= Problem description =
Please quote only the lines that start at the one with "Spot the silver" and go on to the last line of the data, both ends kept.

= Dataset records =
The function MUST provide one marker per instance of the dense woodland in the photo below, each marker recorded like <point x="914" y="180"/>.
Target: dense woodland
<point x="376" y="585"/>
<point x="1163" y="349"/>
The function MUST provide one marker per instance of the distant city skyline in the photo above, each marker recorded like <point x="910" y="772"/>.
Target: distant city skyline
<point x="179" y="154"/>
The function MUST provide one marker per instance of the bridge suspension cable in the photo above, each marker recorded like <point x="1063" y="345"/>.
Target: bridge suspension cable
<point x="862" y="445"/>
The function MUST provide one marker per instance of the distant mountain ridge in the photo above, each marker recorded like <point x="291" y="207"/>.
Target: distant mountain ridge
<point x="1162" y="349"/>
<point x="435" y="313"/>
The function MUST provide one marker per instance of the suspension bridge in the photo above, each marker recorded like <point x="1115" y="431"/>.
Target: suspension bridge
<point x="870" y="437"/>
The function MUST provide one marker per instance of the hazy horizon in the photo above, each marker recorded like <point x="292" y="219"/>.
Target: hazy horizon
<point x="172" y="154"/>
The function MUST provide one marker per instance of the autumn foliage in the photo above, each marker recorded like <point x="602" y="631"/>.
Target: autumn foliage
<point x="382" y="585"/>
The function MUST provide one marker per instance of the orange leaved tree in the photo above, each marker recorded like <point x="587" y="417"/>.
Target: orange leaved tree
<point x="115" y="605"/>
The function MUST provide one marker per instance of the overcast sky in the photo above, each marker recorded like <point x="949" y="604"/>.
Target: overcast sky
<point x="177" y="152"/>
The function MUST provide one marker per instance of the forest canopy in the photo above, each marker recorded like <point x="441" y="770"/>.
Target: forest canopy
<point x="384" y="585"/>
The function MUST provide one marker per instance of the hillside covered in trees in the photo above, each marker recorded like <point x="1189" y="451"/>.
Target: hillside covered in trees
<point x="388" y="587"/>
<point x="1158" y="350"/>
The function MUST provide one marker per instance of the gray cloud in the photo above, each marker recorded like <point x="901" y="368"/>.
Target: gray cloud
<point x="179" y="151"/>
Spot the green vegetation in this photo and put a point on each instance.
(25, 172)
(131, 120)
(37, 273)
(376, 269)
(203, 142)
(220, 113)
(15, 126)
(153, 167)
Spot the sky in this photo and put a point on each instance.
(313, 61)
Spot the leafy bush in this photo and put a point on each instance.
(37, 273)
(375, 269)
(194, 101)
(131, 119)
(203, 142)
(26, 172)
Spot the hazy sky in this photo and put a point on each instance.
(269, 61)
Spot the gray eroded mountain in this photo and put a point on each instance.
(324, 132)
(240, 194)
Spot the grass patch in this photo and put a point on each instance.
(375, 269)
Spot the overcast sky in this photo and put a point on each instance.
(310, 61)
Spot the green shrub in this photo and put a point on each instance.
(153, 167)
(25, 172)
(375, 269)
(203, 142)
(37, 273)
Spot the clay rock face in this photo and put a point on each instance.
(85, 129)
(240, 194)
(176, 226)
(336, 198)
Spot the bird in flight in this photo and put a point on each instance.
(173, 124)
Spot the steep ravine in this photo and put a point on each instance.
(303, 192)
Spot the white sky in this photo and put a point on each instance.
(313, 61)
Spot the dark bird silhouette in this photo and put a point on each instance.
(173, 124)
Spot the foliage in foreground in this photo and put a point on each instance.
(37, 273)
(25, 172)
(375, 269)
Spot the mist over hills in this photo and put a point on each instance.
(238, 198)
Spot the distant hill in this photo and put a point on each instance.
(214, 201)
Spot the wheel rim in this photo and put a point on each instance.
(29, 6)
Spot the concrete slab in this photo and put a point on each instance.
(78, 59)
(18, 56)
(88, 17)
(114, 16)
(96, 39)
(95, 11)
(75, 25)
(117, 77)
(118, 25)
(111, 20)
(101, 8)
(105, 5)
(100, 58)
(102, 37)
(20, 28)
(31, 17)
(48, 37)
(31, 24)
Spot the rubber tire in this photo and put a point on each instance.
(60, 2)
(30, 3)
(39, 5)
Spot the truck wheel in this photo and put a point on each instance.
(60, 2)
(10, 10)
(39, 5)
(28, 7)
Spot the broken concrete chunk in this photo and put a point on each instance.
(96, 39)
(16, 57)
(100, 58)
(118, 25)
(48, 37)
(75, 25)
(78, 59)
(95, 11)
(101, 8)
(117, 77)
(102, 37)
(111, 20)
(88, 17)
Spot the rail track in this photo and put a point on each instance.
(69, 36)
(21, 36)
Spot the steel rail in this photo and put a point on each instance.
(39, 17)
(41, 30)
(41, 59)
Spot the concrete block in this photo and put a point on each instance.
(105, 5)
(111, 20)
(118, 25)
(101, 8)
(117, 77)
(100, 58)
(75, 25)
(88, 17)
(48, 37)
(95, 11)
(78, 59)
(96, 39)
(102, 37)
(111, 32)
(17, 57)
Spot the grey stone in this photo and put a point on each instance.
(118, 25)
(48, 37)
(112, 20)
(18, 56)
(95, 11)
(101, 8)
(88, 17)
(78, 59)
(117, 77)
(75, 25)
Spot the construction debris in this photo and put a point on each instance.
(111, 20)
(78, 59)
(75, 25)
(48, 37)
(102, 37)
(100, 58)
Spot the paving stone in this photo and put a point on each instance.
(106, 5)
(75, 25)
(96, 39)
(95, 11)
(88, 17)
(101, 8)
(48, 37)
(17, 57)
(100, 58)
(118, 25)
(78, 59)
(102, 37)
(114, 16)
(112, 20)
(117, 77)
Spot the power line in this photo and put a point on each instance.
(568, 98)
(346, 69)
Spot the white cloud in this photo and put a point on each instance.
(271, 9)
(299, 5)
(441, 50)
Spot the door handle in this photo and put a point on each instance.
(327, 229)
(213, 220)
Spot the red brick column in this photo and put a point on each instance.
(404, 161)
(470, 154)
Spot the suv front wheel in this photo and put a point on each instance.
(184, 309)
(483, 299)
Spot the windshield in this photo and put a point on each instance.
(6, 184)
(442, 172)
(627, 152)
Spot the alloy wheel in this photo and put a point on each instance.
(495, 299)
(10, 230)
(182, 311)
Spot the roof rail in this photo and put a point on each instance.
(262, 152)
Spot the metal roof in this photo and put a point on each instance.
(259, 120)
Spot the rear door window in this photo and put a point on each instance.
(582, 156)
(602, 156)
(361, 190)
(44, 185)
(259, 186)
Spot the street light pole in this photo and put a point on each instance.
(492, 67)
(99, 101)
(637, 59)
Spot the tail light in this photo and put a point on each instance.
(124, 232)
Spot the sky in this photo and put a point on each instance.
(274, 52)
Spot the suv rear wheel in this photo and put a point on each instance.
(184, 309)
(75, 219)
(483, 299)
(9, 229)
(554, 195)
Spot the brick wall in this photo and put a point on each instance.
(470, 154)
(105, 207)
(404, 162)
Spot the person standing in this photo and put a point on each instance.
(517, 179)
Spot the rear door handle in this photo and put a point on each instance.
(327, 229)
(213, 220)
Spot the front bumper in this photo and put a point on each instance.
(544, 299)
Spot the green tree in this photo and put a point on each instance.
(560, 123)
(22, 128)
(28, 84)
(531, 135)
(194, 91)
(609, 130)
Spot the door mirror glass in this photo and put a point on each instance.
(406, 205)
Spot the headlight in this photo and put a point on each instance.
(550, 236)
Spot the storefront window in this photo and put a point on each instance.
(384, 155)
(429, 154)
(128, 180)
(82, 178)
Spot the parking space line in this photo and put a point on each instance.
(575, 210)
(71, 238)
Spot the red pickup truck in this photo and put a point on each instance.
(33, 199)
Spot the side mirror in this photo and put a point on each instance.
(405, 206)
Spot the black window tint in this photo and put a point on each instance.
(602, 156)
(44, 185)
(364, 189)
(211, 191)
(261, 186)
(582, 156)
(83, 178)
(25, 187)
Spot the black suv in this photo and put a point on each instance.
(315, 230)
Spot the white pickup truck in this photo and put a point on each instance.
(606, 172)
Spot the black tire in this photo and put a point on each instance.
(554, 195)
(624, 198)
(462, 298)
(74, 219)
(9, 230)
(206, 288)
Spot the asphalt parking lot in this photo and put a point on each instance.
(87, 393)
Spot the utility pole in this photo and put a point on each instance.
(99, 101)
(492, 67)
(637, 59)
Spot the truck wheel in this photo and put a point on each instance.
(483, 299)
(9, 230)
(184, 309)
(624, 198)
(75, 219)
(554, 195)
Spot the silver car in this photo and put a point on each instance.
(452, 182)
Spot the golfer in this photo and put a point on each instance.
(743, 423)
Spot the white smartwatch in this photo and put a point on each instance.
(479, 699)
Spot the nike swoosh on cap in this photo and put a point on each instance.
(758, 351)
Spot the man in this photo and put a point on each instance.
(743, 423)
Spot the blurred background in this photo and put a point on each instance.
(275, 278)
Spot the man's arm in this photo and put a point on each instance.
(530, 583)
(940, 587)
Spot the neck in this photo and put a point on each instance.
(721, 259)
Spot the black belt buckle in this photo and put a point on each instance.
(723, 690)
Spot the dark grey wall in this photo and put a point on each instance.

= Worked answer =
Spot the silver car in this photo and put a point on each instance.
(452, 182)
Spot the golfer in this photo and put a point on each instance.
(743, 423)
Spot the white smartwatch in this photo and put a point on each instance.
(479, 699)
Spot the nike swoosh on cap in this photo and put a point on each instance.
(758, 351)
Spot the man in this photo and put a point on each instance.
(743, 423)
Spot the blurred background in this photo and put a point on each instance.
(275, 278)
Spot the man's arm in this photo and put a point on each instance.
(530, 583)
(940, 587)
Spot the neck in this photo and put a point on each instance.
(721, 259)
Spot the black belt buckle in this photo and put a point on each instance.
(723, 690)
Spot the dark grey wall in this photo and put a point on each instance.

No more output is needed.